[start SUPPLIED RECORDS]
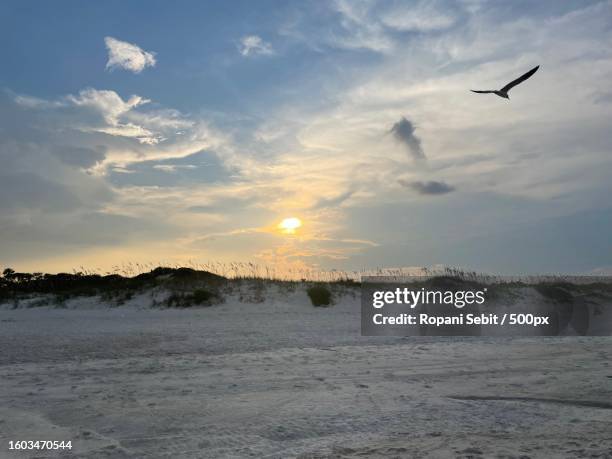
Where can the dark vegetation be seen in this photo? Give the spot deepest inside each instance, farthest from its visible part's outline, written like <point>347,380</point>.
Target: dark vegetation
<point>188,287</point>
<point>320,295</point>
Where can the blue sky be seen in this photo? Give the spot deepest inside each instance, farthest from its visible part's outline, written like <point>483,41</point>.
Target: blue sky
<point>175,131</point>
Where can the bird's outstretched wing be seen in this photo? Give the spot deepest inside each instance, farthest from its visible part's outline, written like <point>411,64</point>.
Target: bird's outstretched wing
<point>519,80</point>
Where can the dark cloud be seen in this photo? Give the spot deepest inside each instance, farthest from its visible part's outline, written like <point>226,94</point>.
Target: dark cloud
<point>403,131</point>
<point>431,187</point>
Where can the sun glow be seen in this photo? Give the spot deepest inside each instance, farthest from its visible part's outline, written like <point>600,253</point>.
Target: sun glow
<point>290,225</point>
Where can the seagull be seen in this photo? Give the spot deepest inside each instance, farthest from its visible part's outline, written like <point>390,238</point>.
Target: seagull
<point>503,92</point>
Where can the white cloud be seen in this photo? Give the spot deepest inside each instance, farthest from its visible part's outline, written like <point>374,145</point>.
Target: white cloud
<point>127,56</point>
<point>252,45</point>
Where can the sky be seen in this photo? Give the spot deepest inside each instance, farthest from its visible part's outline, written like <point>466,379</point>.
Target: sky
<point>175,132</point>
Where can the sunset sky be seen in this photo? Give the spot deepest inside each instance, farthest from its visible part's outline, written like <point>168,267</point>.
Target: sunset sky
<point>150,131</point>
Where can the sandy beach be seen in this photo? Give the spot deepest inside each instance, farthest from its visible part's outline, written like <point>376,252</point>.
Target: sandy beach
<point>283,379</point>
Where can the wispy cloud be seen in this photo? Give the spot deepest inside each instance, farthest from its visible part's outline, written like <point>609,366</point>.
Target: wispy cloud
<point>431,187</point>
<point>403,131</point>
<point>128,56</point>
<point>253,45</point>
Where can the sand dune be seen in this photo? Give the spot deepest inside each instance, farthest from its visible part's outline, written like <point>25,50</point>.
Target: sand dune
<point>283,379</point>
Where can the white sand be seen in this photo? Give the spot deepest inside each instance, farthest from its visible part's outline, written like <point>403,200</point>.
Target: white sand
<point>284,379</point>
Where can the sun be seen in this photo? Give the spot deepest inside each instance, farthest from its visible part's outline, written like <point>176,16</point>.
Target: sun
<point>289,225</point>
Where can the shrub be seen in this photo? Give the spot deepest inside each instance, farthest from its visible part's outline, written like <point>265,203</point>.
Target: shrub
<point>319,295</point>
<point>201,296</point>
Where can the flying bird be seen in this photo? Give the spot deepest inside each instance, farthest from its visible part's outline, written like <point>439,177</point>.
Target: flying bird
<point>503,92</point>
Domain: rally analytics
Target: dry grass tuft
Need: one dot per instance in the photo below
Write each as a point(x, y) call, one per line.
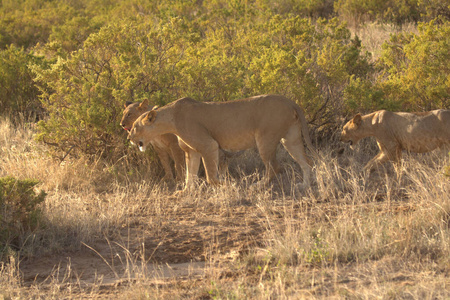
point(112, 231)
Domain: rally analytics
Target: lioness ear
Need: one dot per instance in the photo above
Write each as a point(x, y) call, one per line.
[end SUPPLIED RECORDS]
## [SET TASK]
Retype the entire listing above word for word, but leave out the pictures.

## [ANSWER]
Where can the dark vegetation be seen in this photo? Give the spot deepest inside each instance, farthest from its visible part's outline, written like <point>347,380</point>.
Target: dark vegetation
<point>188,287</point>
<point>320,295</point>
Where can the blue sky be seen in this photo? Give the spot deepest inside each instance, farthest from its visible part's outline, written like <point>483,41</point>.
Target: blue sky
<point>175,131</point>
Where can the bird's outstretched wing be seen in this photo? Give the spot deepest inside each instance, farthest from its visible part's outline, written like <point>411,64</point>.
Target: bird's outstretched wing
<point>519,80</point>
Where can the dark cloud be seen in this photo? Give the spot deepest inside each instance, farthest from its visible part's outline, written like <point>226,94</point>.
Target: dark cloud
<point>403,131</point>
<point>431,187</point>
Where can the sun glow be seen in this photo? Give the spot deepest inside each instance, farthest from its visible part's outline, written like <point>600,253</point>.
Target: sun glow
<point>290,225</point>
Where can the seagull be seen in this photo? Give the spot deepest inside each instance, farthest from its visible part's outline, written like <point>390,238</point>.
Target: seagull
<point>503,92</point>
Where can the white cloud be seen in this photo? Give the spot deepest inside each instance, farthest from its visible part's outline, written like <point>374,145</point>.
Target: white cloud
<point>127,56</point>
<point>252,45</point>
Where can the sky be seen in this photo? Give the spot deepest inside each instance, farthest from its visible part's outline, written like <point>466,379</point>.
Target: sky
<point>175,132</point>
Where can the sunset sky be seen in this photo? Give the spot deepest inside each instance, farthest from its visible part's outline, written like <point>168,267</point>.
Target: sunset sky
<point>150,131</point>
Where can the sandy beach be seen in this photo? Give the spot deepest inside each instance, farthest from its visible part's outline, written like <point>376,252</point>.
Target: sandy beach
<point>283,379</point>
Where can the wispy cloud be seen in this photo? Give the spot deepest inside each instance, farthest from its visible part's outline, written like <point>609,366</point>.
Target: wispy cloud
<point>431,187</point>
<point>403,131</point>
<point>128,56</point>
<point>253,45</point>
Where can the sand dune be seen in this photo? Give the spot deepest inside each instance, farthest from its visible part's outline, written like <point>25,50</point>.
Target: sand dune
<point>283,379</point>
Where can the white sand be seen in this photo? Give the spot deepest inside each instance, farthest from its visible part's outline, written like <point>403,200</point>.
Target: white sand
<point>284,379</point>
Where can the sun be seen in this photo? Give the spot deepest inside each instance, farthest from its visible part's outline, written like <point>176,16</point>.
Target: sun
<point>289,225</point>
Where can the shrub be seen in this photo? Give the spot deepest inside each instance, farthest from its visible part's outline, written like <point>265,203</point>.
Target: shrub
<point>319,295</point>
<point>201,296</point>
Where can the flying bird be seen in this photo? Give the spot deepest inside each instance, farthest from its visible part's outline, written like <point>439,177</point>.
Target: flying bird
<point>503,92</point>
Domain: rally analytics
Target: dry grass tuft
Need: one dot per instance in the photo below
Write each as a point(x, y) call, one per line.
point(112, 231)
Domain: rally analytics
Target: lioness ear
Need: one dot per instance in the photo above
Write each as a point(x, y) call, one per line.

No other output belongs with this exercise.